It’s unfortunate if symmetrical irony that my friend’s trust was given a Care Quality Commission report filled out with information from another organisation’s report. Some of these problems are mistakes – but imagine if the mistake had been made the other way? Perhaps it sometimes is …

The new reality

HSJ reported that Matthew Swindells of the NHS Commissioning Board re-underlined the new reality: “the days of competition are over” for the NHS, but said people should still be offered more choice and control over their care: “We should be thinking about more ways of empowering people to able to control the care they need. This means there will always be some transactions where someone decides to have their hip replacement near where their children live rather than where they live, and we need to manage that flow.”

Mmmmmmm. Empowering patients and offering greater choice are good things. They are just not free good things.

None of this is to deny that there are some excellent staff in each of the national system regulating organisations. Indeed, some of those staff are (in private) candid that there are some significant areas of their organisations that do not add value, require avoidable duplicate information and are not of practical assistance to NHS organisations in trouble.

* [Data supplied]:

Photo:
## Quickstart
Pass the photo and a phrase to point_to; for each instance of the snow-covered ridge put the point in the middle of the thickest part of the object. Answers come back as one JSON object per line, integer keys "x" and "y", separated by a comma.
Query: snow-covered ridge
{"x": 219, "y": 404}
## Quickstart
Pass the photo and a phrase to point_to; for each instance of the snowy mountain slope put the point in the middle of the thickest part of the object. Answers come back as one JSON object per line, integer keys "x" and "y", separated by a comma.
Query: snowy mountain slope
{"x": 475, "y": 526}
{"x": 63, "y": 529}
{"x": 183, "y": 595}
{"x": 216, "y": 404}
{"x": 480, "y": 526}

* [Activity list]:
1. From the NHS regulation excerpt, list every criticism that staff of the national regulating organisations privately make about significant areas of their own organisations.
2. Pick up the NHS regulation excerpt after its last sentence and continue it.

* [Exercise results]:
1.
- They do not add value.
- They require avoidable duplicate information.
- They are not of practical assistance to NHS organisations in trouble.

2.
It remains unclear to what extent Sustainability and Transformation Partnerships are a bid to recreate the ring holding role of strategic health authorities (which were much derided in life and much missed in death). The retrospective fondness for SHAs obviously has deep roots in the system chaos that followed dear old Lord Lansley’s reforms.

2006 And All That

Nostalgia isn’t what it used to be … but thinking about the many imperfections in how we now run the system, I was irresistible drawn back to something the late Professor Aidan Halligan wrote in 2006 for a magazine I used to edit. (The context was that Lord Crisp had just resigned as NHS CE, due to 2005 election related overspending of £1.2 billion during the years of 6 per cent real-terms year-on-year budget growth.)

Aidan’s comments were picked up by the FT’s peerless Nick Timmins, and used against then-PM Tony Blair by then-leader of the opposition David Cameron at PMQs.

So writing this cost Aidan his job as deputy chief medical officer.

Aidan was a grown up: he didn’t mind.

Aidan wrote, “The instinctive, logical, politically right-headed (and completely wrong) response is to focus exclusively on financial recovery. The spirited solution would be to reflect on the expensive lessons learned, and apply the learning.

“This episode in the history of the NHS is a turning point: a propitious moment when a particular action could lead to colossal damage.

“We have learnt that throwing money at the problem only allows us to do more of what we have always done. Any suggestion of real reform has been a deceit: working patterns, practices and customs are at the heart of many capacity issues, and have never been challenged.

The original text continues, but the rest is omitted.